» REQUIREMENT
Print every line below exactly. Skip the pictures.

(Source data)
·····

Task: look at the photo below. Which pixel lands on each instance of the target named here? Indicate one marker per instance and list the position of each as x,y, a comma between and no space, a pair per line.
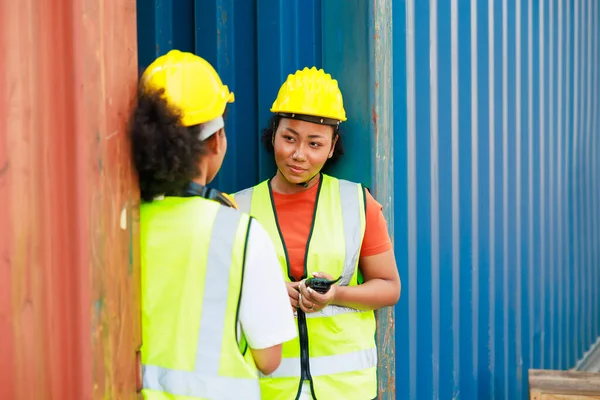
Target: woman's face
302,148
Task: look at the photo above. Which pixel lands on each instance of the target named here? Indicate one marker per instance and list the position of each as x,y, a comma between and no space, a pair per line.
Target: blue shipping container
476,125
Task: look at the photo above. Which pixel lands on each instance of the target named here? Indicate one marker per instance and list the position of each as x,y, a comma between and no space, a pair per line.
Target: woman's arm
380,289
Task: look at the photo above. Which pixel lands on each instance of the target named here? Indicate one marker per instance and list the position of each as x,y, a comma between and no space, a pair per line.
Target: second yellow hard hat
191,84
310,92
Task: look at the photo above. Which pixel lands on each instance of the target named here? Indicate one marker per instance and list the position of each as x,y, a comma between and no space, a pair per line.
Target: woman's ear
213,143
335,138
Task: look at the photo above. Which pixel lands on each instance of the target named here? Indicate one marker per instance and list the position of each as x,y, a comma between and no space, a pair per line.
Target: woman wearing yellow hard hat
206,267
333,246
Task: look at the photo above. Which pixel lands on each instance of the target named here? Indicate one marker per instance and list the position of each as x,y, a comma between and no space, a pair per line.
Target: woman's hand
294,294
313,301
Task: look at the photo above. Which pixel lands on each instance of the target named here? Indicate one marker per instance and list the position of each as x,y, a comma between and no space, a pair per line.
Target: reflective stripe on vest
328,365
205,381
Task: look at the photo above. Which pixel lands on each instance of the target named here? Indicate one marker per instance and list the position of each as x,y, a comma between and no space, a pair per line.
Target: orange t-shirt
295,213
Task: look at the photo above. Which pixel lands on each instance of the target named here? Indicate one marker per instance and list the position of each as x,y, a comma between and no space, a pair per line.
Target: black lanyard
194,189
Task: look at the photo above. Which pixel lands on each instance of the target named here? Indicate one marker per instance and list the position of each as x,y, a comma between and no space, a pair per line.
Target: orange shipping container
69,271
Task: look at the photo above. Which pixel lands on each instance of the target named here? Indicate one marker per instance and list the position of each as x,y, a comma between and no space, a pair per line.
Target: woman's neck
281,185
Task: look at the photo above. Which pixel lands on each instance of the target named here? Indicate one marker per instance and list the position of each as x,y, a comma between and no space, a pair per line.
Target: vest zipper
304,356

·····

» ANSWER SECTION
Task: look at the photo below. Which pixel lands on each instance of the target named here? Indicate one marker per instance and list the position of each as x,y, a comma between and no space, a pair per line.
Target: woman's face
302,148
Task: look at the photo above. Which pixel lands on each instance of the target named here? Indicate one marker per instance and list the position of each as x,y, a comma between and no space, a pair per line.
Target: blue shipping container
476,125
Task: look at the photo above. Which pixel lands on each instance of the target named here? Indicate one marker per instance and list the position of each as x,y, a comma between and no space, a pair per line.
Target: woman's arm
380,289
Task: look at the photo above. Which pixel lands on each instance of the target named here? Indicate one marker per instance and list the position of each as x,y, a comma between and no space, a pair per line.
Target: second yellow hard hat
191,84
310,92
Task: look at the photo above. Which pixel lands on each instance of the target named here? Indicate one marker per instance and list the position of each as x,y, a comma between and no space, a pair per line.
Target: woman's ear
213,143
335,138
Task: look at the photo above. Which pixel lands on each instance of the target named here? Indicate one marker per instance and list the position of each as x,y, a comma between and no space, a pair per line.
Target: woman wearing yellow hard hat
206,267
333,246
Task: look at the photo above. Which pixel lands on each instance of the target named here? Indicate one marker per instance and list the position of each as x,y, a comma between and no space, a pair per line.
Target: woman's hand
294,294
313,301
Task: look at the photo above. Which pixel lands on each instance of the target named here? Indicate one marker per instance and list the position of each as x,y, a comma between and no space, a pair per line.
Target: reflective stripe on vest
328,365
205,381
Task: look at the photo above. Which pixel lands on each instance of the target named here? Indicate one marker per instance and list the position of each as x,y, a comma between and no space, a pair per line.
Target: orange t-shirt
295,213
Task: look at the photo above. Which pixel lands on each instance of the target named here? Indicate one marker per instance and list the position of each as x,y, a comma between and no space, a pair per line.
Target: black lanyard
194,189
Task: look at the photo above. Which pixel lands on each instance of the target named here? Indicate one marker per instance and list the position of each as x,y, a comma between and no space, a pair per line.
Target: orange shipping container
69,271
Task: look at the photo above. Which pixel lands on each instance of the target named here? Indicate one marker per instance and list the position of each as x,y, a comma between and no space, a pair per line.
Target: woman's neck
281,185
Task: look at the photo above. Which pixel lands on each instance of the target named here? Indicate one marker per instance and list the position of each as x,y, a comma between and no space, a pair per line.
Target: vest zipper
304,356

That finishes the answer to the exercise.